• _WHAT YOU NEED TO DO_
Carry the newsgroup thread about stripping comments from C source files forward, starting right after its last sentence.

[comp.lang.c] Want a way to strip comments from a C file

jrv@siemens.UUCP (James R Vallino) (03/09/89)

We're working with this lousy compiler which is choking on files which
have too many comments.  Does anyone have a sed or awk script which we
can use to preprocess the C source and get rid of all the comments before
sending it to the compiler?

Thanks!


-- 
Jim Vallino	Siemens Corporate Research, Princeton, NJ
jrv@siemens.com
princeton!siemens!jrv
(609) 734-3331

mnc@m10ux.UUCP (Michael Condict) (03/13/89)

I recently posted to this group a shell script that calls three sed scripts
to extract function prototypes from (practically) any C source.  One of the
three sed scripts consisted of little more than comment removal -- exactly
what you are looking for.  Here is the relevant portion:

--------------------------------------------------------------------------
# Delete comments:
: delcom
/\/\*/{
	# Change first comment delim to @ (after eliminating existing @'s):
	s/@/<Used#to%be+an-At>/g
	s:/\*:@:

	# Read until we have the end comment:
	: morecm
	/\*\//!{
		# Just to cut down on max buffer length:
		s/@.*/@/
		N
		b morecm
	}

	# Get rid of any $'s:
	s/\$/<Used#to%be+a-Dollar>/g

	# First occurrence of */ is guaranteed to be the corresponding end
	# comment, because it is otherwise not legal C, so:
	s:\*/:$:
	s/@[^$]*\$/ /

	# Restore $'s and @'s:
	s/<Used#to%be+a-Dollar>/$/g
	s/<Used#to%be+an-At>/@/g

	b delcom
}
------------------------------------------------------------------------------

The disclaimers are that (1) it only works with BSD-derived sed, unless you
get rid of all the comments; and (2) it will fail for programs that contain
the extremely unlikely "Used#to%be..." strings used as markers in the script.

This has been tested on thousands of lines of source code from various sources,
but no guarantees.  You get what you pay for.

Mike Condict
-- 
Michael Condict		{att|allegra}!m10ux!mnc
AT&T Bell Labs		(201)582-5911    MH 3B-416
Murray Hill, NJ

hollombe@ttidca.TTI.COM (The Polymath) (03/16/89)

In article <880@m10ux.UUCP> mnc@m10ux.UUCP (Michael Condict) writes:
}I recently posted to this group a shell script that calls three sed scripts
}to extract function prototypes from (practically) any C source.  One of the
}three sed scripts consisted of little more than comment removal -- exactly
}what you are looking for.  Here is the relevant portion:
}
}[...]

}The disclaimers are that (1) it only works with BSD-derived sed, unless you
}get rid of all the comments; and (2) it will fail for programs that contain
}the extremely unlikely "Used#to%be..." strings used as markers in the script.

If I understood the original posting correctly, it will also fail if it
encounters a /* or */ within a quoted string constant.  E.g.:

     char *msg1 = "The symbol \"/*\" begins a comment in C. \n";
     char *msg2 = "The symbol \"*\\\" ends a comment in C. \n";

I deliberately added the escaped double-quotes to show that true, safe
comment detection and removal isn't a trivial problem.  There are probably
a number of other "special" cases that can cause a simple, scan-for-/*,
scan-for-*/ algorithm to fail.

• _MATERIAL_
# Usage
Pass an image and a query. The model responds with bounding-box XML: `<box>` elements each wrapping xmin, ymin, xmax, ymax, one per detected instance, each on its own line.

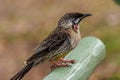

• _ANSWER BELOW_
}This has been tested on thousands of lines of source code from various sources,
}but no guarantees.  You get what you pay for.

Sound advice.

-- 
The Polymath (aka: Jerry Hollombe, hollombe@ttidca.tti.com)  Illegitimati Nil
Citicorp(+)TTI                                                 Carborundum
3100 Ocean Park Blvd.   (213) 452-9191, x2483
Santa Monica, CA  90405 {csun|philabs|psivax}!ttidca!hollombe

cdold@starfish.Convergent.COM (Clarence Dold) (03/18/89)

From article <4060@ttidca.TTI.COM>, by hollombe@ttidca.TTI.COM (The Polymath):
> In article <880@m10ux.UUCP> mnc@m10ux.UUCP (Michael Condict) writes:
> }I recently posted to this group a shell script that calls three sed scripts
> }to extract function prototypes from (practically) any C source.  One of the
> }three sed scripts consisted of little more than comment removal -- exactly
> }what you are looking for.  Here is the relevant portion:

I managed to miss the original question, but none of the replies I've seen
use the compiler to strip comments.
From UNIX cpp target.c will strip off the comments.
From Microsoft QuickC, QCL -E target.c will strip the comments.

Since both cases are a part of a normal compile, they have to be 
'double-escape/ comment in a comment'- proof.

-- 
Clarence A Dold - cdold@starfish.Convergent.COM         (408) 435-5293
                ...pyramid!ctnews!starfish!cdold         
                P.O.Box 6685, San Jose, CA 95150-6685

mnc@m10ux.UUCP (Michael Condict) (03/24/89)

In article <4060@ttidca.TTI.COM>, hollombe@ttidca.TTI.COM (The Polymath) writes:
> In article <880@m10ux.UUCP> mnc@m10ux.UUCP (Michael Condict) writes:
> }I recently posted to this group a shell script that
> }    [ deletes comments from C source, among other things ]
>     . . .
> If I understood the original posting correctly, it will also fail if it
> encounters a /* or */ within a quoted string constant.  E.g.:
>     . . .

Oops, you are absolutely right.  After some analysis of this limitation in
my sed script, it is obvious that the regular expressions of sed (or awk or
vi/ex/ed) are too limited to handle the job in any reasonable fashion.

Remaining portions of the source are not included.